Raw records
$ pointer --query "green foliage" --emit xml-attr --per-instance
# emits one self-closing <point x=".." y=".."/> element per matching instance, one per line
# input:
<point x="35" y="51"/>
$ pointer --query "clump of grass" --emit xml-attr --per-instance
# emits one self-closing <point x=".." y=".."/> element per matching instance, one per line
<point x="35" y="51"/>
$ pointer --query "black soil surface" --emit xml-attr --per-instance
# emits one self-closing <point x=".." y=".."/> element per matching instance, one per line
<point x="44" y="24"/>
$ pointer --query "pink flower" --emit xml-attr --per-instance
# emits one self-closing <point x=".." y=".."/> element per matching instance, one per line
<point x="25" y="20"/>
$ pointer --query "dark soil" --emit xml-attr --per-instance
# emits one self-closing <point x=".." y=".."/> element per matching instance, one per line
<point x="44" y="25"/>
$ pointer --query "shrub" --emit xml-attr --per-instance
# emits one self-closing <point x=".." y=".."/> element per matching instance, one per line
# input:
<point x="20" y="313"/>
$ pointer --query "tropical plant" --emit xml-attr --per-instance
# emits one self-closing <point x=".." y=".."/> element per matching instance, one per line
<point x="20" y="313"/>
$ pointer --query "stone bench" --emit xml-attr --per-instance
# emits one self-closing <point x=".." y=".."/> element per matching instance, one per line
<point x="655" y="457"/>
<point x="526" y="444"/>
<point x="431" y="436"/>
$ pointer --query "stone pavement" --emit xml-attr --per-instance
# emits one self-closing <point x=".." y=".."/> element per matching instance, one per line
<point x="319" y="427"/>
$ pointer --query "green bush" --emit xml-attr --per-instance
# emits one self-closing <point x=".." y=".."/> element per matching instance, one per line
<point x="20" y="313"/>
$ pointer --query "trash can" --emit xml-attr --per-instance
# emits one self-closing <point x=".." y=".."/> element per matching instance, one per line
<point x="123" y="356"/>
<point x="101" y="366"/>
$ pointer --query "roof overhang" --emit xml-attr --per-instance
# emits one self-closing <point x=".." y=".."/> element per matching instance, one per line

* [What the task asks] Write out the full listing, keeping every line exactly as it is.

* [Answer to the task]
$ pointer --query "green foliage" --emit xml-attr --per-instance
# emits one self-closing <point x=".." y=".."/> element per matching instance, one per line
# input:
<point x="35" y="51"/>
$ pointer --query "clump of grass" --emit xml-attr --per-instance
# emits one self-closing <point x=".." y=".."/> element per matching instance, one per line
<point x="35" y="51"/>
$ pointer --query "black soil surface" --emit xml-attr --per-instance
# emits one self-closing <point x=".." y=".."/> element per matching instance, one per line
<point x="44" y="24"/>
$ pointer --query "pink flower" --emit xml-attr --per-instance
# emits one self-closing <point x=".." y=".."/> element per matching instance, one per line
<point x="25" y="20"/>
$ pointer --query "dark soil" --emit xml-attr --per-instance
# emits one self-closing <point x=".." y=".."/> element per matching instance, one per line
<point x="44" y="25"/>
$ pointer --query "shrub" --emit xml-attr --per-instance
# emits one self-closing <point x=".." y=".."/> element per matching instance, one per line
# input:
<point x="20" y="313"/>
$ pointer --query "tropical plant" --emit xml-attr --per-instance
# emits one self-closing <point x=".." y=".."/> element per matching instance, one per line
<point x="20" y="313"/>
$ pointer --query "stone bench" --emit xml-attr --per-instance
# emits one self-closing <point x=".." y=".."/> element per matching instance, one per line
<point x="655" y="457"/>
<point x="526" y="444"/>
<point x="431" y="436"/>
$ pointer --query "stone pavement" --emit xml-attr --per-instance
# emits one self-closing <point x=".." y=".."/> element per matching instance, one per line
<point x="319" y="427"/>
$ pointer --query "green bush" --emit xml-attr --per-instance
# emits one self-closing <point x=".." y=".."/> element per matching instance, one per line
<point x="20" y="313"/>
$ pointer --query "trash can" --emit xml-attr --per-instance
# emits one self-closing <point x=".." y=".."/> element per matching instance, one per line
<point x="123" y="356"/>
<point x="101" y="366"/>
$ pointer --query "roof overhang" --emit xml-attr --per-instance
# emits one self-closing <point x=".." y=".."/> element per matching instance, one per line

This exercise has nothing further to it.